_ACTION ITEM_:
The response must contain every record, repeated exactly.

_DATASET RECORDS_:
————
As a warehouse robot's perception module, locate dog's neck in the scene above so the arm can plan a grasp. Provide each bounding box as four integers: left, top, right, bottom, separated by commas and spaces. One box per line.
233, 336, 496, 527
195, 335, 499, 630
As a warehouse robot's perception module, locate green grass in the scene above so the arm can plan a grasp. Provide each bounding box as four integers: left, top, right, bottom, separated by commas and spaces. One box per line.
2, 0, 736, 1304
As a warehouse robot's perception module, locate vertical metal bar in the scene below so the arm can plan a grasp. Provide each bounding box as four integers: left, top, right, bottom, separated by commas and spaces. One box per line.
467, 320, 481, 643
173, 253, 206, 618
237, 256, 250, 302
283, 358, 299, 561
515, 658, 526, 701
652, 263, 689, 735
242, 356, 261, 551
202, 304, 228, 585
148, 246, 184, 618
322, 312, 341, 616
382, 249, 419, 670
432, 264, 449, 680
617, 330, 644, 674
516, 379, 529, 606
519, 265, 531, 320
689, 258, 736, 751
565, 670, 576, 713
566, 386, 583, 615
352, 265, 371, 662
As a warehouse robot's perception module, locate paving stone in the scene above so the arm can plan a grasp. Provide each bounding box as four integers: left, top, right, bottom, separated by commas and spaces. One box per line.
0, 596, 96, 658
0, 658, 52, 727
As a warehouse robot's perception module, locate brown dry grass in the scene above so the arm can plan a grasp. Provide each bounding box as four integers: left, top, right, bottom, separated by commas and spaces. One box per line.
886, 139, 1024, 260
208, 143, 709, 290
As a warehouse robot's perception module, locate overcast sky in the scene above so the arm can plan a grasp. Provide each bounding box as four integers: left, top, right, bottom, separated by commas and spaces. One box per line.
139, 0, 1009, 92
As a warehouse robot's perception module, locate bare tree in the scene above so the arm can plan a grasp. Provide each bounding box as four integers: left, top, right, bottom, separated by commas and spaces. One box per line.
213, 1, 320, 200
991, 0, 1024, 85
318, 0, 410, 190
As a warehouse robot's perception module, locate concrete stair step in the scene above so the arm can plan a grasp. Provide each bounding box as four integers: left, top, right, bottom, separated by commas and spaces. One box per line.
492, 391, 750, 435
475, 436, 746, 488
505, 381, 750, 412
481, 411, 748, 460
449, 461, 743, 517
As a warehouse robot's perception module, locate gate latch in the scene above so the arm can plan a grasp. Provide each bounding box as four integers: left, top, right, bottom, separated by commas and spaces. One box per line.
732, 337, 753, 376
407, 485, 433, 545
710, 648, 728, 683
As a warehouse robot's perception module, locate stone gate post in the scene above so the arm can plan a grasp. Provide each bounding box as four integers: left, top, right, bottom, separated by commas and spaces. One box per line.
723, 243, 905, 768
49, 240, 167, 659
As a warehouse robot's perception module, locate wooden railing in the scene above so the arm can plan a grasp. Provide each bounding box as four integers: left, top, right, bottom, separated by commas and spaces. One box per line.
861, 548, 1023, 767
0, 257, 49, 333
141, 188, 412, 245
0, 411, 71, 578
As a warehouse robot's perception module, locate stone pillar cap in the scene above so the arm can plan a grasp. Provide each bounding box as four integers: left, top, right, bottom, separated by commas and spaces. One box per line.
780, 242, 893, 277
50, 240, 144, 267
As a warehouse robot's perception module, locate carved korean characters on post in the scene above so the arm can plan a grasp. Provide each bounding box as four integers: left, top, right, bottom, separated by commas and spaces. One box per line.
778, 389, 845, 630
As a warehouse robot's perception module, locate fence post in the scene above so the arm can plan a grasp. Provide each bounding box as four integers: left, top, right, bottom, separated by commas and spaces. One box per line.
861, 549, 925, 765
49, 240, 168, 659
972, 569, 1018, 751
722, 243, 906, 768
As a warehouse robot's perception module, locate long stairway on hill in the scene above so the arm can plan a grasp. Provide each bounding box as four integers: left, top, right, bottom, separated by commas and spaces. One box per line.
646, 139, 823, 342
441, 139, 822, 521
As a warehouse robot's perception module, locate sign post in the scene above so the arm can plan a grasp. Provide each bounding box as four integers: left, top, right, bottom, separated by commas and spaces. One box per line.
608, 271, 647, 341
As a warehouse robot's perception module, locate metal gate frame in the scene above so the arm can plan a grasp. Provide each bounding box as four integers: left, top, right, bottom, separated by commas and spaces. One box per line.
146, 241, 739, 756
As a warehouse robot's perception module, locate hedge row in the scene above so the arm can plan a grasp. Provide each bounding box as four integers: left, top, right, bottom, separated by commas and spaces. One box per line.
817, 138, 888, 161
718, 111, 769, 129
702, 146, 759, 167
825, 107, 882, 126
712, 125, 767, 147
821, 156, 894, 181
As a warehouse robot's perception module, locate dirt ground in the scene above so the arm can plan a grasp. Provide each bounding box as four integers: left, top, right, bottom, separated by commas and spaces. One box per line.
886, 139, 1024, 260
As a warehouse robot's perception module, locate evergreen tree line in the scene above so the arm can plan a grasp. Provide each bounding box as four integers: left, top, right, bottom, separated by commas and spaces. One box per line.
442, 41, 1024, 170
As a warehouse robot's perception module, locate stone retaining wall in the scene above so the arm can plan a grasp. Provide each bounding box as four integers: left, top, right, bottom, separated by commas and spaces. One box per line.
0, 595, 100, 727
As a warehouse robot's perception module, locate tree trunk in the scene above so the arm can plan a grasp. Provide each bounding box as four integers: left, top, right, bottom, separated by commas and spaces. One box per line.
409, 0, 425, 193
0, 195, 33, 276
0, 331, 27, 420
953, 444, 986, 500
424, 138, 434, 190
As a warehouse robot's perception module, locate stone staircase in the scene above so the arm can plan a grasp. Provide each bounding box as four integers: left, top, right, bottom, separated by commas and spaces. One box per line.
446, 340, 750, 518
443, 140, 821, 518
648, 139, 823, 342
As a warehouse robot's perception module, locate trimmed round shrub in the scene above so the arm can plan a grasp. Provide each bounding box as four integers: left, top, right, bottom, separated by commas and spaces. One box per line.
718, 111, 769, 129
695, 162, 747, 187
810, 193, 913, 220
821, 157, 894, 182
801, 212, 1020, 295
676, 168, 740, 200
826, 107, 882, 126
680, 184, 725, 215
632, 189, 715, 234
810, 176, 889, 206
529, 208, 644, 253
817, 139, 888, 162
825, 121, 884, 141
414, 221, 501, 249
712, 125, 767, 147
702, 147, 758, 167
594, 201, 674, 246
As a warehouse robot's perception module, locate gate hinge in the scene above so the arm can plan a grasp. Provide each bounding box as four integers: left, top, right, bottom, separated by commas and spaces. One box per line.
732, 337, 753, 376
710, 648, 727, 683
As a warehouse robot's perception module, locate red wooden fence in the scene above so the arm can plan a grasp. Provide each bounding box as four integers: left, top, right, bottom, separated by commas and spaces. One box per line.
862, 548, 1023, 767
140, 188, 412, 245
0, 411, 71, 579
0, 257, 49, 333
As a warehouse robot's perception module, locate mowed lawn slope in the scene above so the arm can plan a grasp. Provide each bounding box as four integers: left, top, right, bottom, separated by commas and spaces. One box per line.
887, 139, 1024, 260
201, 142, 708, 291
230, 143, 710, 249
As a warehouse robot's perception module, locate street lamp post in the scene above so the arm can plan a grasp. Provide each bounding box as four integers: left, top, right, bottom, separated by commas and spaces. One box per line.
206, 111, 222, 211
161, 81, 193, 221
————
_OUTPUT FOR THIS TASK_:
As a warehouse robot's perception module, locate dog's neck in the scene above so the arm can plan a grasp. Provide each bounding box as four integers: left, top, right, bottom, separated by commas and spaces. One box per line.
233, 336, 496, 527
195, 335, 499, 630
As a warehouse robot's perception module, locate green grass in the scene above so the arm can plan a grasp. Provide each bounding box as four integers: left, top, right, bottom, separated by commas and spaces. One box per line.
2, 0, 736, 1304
As a warehouse robot's perception module, locate vertical metal bar in the scene below so the arm can plan a grasp. Provide each bounding box as four integers: left, top, right, bottom, separated by commas and spaces. One box per line.
467, 320, 481, 643
173, 253, 206, 618
237, 256, 250, 302
283, 358, 299, 561
515, 658, 526, 701
652, 263, 689, 735
242, 356, 261, 551
202, 304, 228, 585
148, 246, 184, 618
322, 312, 341, 616
382, 249, 419, 670
432, 264, 449, 680
617, 330, 644, 674
516, 379, 529, 606
519, 265, 531, 320
689, 258, 736, 751
565, 670, 576, 713
566, 386, 583, 615
352, 265, 371, 662
As a warehouse robot's perception module, locate paving stone in the scene above so the arm can plan a grasp. Provide each bounding box as four integers: left, top, right, bottom, separated by commas and spaces. One box per line.
0, 596, 96, 658
0, 658, 52, 727
As a warehouse robot's perception module, locate brown dry grass in the scene above so the arm can plan a grasp. Provide each bounding box as four integers: left, top, right, bottom, separated by commas and spaces. One box per line.
886, 139, 1024, 260
208, 143, 709, 290
As a warehouse robot's perception module, locate overcast sky in the scene above so the arm can plan a grasp. Provide each bounding box as four integers: left, top, right, bottom, separated by commas and spaces. One box per line.
139, 0, 1009, 92
As a warehouse robot's perception module, locate bare tree in the scene above so the arm can plan a grasp. Provide each bounding box as four integers: left, top, right, bottom, separated by commas and spaces. One box per line.
213, 1, 320, 200
991, 0, 1024, 85
318, 0, 410, 190
As a warehouse robot's perception module, locate concrete stair step in the scene above so the arm can plan a grasp. Provide each bounding box as four integers: left, top, right, bottom, separated by commas and spaces. One box per line.
492, 391, 750, 435
475, 436, 746, 488
505, 381, 750, 412
481, 411, 748, 460
449, 461, 743, 517
As a warehouse robot's perception module, locate gate latch in the scene above so the arm can plan a grasp. Provide each bounding box as four integers: left, top, right, bottom, separated by commas and spaces. One box per line.
732, 337, 753, 376
407, 485, 433, 545
710, 648, 728, 683
As a warehouse robot's perception module, locate stone gate post in the scene above so the arm can plan a grasp. Provide each bounding box as four integers: left, top, right, bottom, separated by commas and spaces. One box per line.
723, 243, 905, 768
49, 240, 167, 659
As a warehouse robot's perception module, locate wooden railing in the scene above so the arm can plan a grasp. Provide each bounding box as four integers: left, top, right, bottom, separated by commas and spaces. One box per line.
861, 548, 1023, 767
0, 257, 49, 333
141, 188, 412, 245
0, 411, 71, 578
As a warehouse robot's perception module, locate stone pillar cap in the scene above so the arm can plan a grasp. Provide each bounding box as four integers: left, top, right, bottom, separated by commas and spaces. One box per line.
780, 242, 893, 277
50, 240, 144, 267
As a warehouse robot's perception module, locate carved korean characters on post in the scene above so the arm can plan a grasp. Provide each bounding box as four integers: left, top, right, bottom, separated by commas and spaces. One box per line.
778, 389, 845, 630
As a warehouse robot's perception module, locate fence post in the scene above so the arm can plan a grasp. Provide each bounding box as four integers: left, top, right, bottom, separated by commas and spaces. One box per line.
861, 549, 925, 765
49, 240, 168, 659
972, 569, 1018, 751
722, 243, 906, 768
As a warehouse robot's perception module, locate long stairway on hill in the scene above so the arm can plan a grasp. Provide each bounding box as four integers: left, top, right, bottom, separated by commas and spaces. One box per line.
646, 139, 823, 342
441, 139, 822, 521
As a warehouse robot's perception module, locate sign post in the scene above so the arm can plan a grasp. Provide each bounding box as four integers: left, top, right, bottom, separated by commas and spaces. One box per line.
608, 271, 647, 341
As a warehouse robot's perception module, locate metal gate frame in the scene above so the arm can plan a grasp. Provide each bounding box as four integers: left, top, right, bottom, separated by commas and spaces. One box per line.
146, 241, 739, 756
As a warehouse robot's perception module, locate hedge row in the scene above so the arm can plan a grasp. Provide each bounding box as four integers: left, top, right, bottom, separated by commas and spaces. One box per line.
817, 138, 888, 161
718, 111, 769, 129
702, 146, 759, 167
825, 107, 882, 126
712, 125, 767, 147
821, 156, 894, 181
As a warehouse robot's perception module, locate dirt ground in the scene above so the arm can plan a grasp. Provide each bounding box as four integers: left, top, right, bottom, separated by commas and spaces. One box per line.
886, 139, 1024, 260
As a warehouse robot's perception module, locate evergreen tree line in the scene above so the arm can plan a grasp. Provide each bounding box as four integers: left, top, right, bottom, separated by commas and spaces. One box per line.
442, 41, 1024, 170
As a warehouse robot's perception module, locate stone retaining wall in the scene above so the arm can plan a grasp. Provide each bounding box as four integers: left, top, right, bottom, separated by commas and spaces. One box per line.
0, 595, 100, 727
As a warehouse robot's perception module, locate tree trunk in the scene above so the arm can plan a grasp. Provide each bounding box as four integers: left, top, right, bottom, separated by commas and spaces. One box per line.
409, 0, 425, 193
0, 195, 33, 276
0, 331, 27, 420
953, 444, 986, 500
424, 138, 434, 190
As a warehouse robot's perception module, locate stone staircase in the scene above so the arm can plan a grasp. Provide each bounding box as four integers: left, top, right, bottom, separated by commas and spaces. One box per line.
446, 340, 750, 518
443, 140, 821, 518
648, 139, 823, 342
As a warehouse robot's perception module, locate trimmed round shrub in the scene above so the arm can plan a grasp. Provide each bounding box as four integers: left, top, right, bottom, separated by commas and spaces. One box per line.
718, 111, 769, 129
695, 162, 747, 187
810, 193, 913, 220
821, 157, 894, 182
801, 212, 1020, 295
676, 168, 740, 200
826, 107, 882, 126
680, 184, 725, 215
632, 189, 715, 234
810, 176, 889, 206
529, 208, 644, 253
817, 139, 888, 162
825, 121, 884, 141
414, 221, 501, 249
712, 125, 767, 147
702, 147, 758, 167
594, 201, 674, 246
As a warehouse robot's perception module, locate gate hinge in the scene above so the arm can plan a grasp. Provide each bounding box as four integers: left, top, right, bottom, separated by commas and spaces. One box per line.
732, 337, 753, 376
710, 648, 727, 683
As a warehouse robot's perception module, locate red wooden fence in the scene above so the arm can plan a grasp. Provide each bounding box as four integers: left, top, right, bottom, separated by commas and spaces. One box per line.
862, 548, 1023, 767
140, 188, 412, 245
0, 411, 71, 579
0, 257, 49, 333
As a warehouse robot's perception module, locate mowed lawn slope in the scene above so the arm can plan a grasp. Provide each bounding box as four integers: left, top, right, bottom, separated by commas and spaces. One box per line.
887, 139, 1024, 260
201, 142, 708, 291
230, 143, 710, 249
As a warehouse robot's perception module, locate street lamp post in the scene above so the arm can plan a grasp. Provide each bounding box as four integers: left, top, right, bottom, separated by commas and spaces. One box per line.
206, 111, 222, 211
161, 81, 193, 221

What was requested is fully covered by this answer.